Copy the entries word for word, starting from the first line and ending with the line containing "pixel 459 93", including that line.

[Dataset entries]
-*-

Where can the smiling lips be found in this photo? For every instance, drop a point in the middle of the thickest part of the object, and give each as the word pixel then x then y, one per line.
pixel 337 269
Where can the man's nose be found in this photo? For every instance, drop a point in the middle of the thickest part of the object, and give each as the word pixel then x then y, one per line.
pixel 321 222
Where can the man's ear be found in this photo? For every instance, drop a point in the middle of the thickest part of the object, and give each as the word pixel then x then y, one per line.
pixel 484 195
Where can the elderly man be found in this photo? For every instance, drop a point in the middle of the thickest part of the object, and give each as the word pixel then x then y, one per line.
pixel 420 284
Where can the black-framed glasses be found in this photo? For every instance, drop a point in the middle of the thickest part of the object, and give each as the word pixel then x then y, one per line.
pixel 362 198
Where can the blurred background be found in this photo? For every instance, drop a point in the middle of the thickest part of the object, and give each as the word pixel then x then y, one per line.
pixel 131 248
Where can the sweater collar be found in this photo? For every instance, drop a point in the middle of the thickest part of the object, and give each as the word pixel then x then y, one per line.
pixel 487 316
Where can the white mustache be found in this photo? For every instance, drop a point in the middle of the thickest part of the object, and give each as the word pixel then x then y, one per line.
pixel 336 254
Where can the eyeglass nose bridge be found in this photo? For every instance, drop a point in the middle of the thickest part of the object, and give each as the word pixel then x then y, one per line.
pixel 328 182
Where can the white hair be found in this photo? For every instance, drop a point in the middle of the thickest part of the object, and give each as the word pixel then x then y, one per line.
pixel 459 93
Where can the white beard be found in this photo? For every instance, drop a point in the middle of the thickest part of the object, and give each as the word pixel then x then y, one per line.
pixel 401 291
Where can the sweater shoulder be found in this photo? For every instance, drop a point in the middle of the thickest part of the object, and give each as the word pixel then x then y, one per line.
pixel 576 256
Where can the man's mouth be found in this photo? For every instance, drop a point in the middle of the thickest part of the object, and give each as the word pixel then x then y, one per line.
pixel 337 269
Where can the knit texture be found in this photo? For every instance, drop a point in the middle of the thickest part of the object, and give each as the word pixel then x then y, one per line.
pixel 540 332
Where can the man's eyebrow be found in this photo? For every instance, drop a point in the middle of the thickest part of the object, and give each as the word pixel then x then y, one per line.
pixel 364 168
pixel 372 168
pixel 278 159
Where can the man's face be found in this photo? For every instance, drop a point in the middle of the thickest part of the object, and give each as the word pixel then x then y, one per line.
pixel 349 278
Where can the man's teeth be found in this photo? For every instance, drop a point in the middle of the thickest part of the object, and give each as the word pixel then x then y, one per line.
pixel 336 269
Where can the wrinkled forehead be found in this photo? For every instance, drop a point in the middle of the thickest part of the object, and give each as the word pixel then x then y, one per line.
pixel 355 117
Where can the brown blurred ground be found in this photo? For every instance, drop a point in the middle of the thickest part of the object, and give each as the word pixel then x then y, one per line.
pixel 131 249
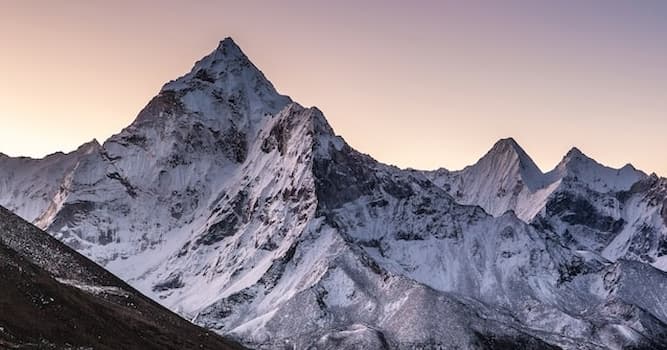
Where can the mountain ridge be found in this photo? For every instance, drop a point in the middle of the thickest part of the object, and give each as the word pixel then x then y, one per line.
pixel 239 209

-*-

**CORRECT OUTPUT**
Where can the smiling lips be found in this photo? For every instance, drop a point in the middle of the thickest part of the object, and give each as the word pixel then x then y, one per line.
pixel 337 269
Where can the man's nose be found in this photo? For every instance, drop a point in the middle of the thickest part of the object, and give each as the word pixel then x then y, one per line.
pixel 321 222
Where can the man's ear be found in this photo? For every instance, drop a point in the middle of the thickest part of the object, and give each as the word pixel then x then y, one per line.
pixel 484 195
Where can the elderly man be found in this photo? For every instance, drop a point in the middle of the thickest part of the object, and give each as the word pixel then x then y, one per line.
pixel 420 284
Where can the black-framed glasses be found in this photo? For every instance, drop a point in the middle of the thickest part of the object, and give each as the word pixel then x then y, one per line.
pixel 362 198
Where can the blurred background be found in this photo? For every instance, drop a point in the middle of the thickest part of the object, and give each as the word pixel then x then y, one per line.
pixel 131 248
Where can the sweater collar be found in this photo? For every instance, drop a point in the middle of the thickest part of the object, and give each as the word pixel then x then y, one per line.
pixel 487 316
Where can the white mustache be found in this photo? For every instance, drop a point in the middle of the thickest part of the object, and give each as the word pixel then x then y, one per line.
pixel 336 254
Where can the eyeglass nose bridge be found in this photo? For every instance, drop a point in the middle of the thickest part of the object, and give each as the word pixel then x then y, one per line.
pixel 328 182
Where can the white hair be found in this photo? For every instance, drop a point in the middle of the thickest part of the object, and give each as the word pixel then x then y, one per line.
pixel 459 93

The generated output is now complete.